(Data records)
● ● ●

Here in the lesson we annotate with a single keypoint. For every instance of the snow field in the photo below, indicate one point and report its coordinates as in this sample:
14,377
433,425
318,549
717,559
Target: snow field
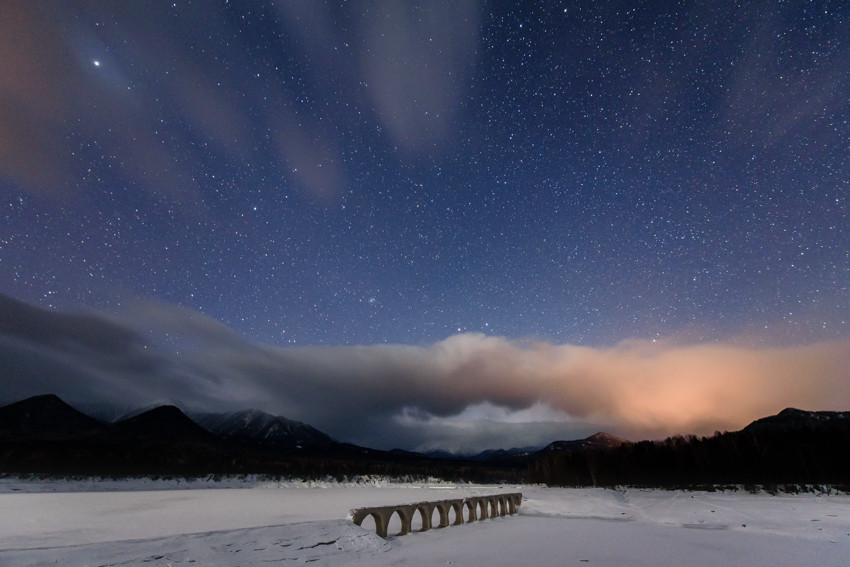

● ● ●

Aim of the exercise = Looking at the records above, which lines contain "field"? Copy those lines.

Your solution =
Here in the lesson we annotate with a single keypoint. For every instance of the snow field in the photo below, indicate one point and report its coordinates as in this sample:
Target: snow field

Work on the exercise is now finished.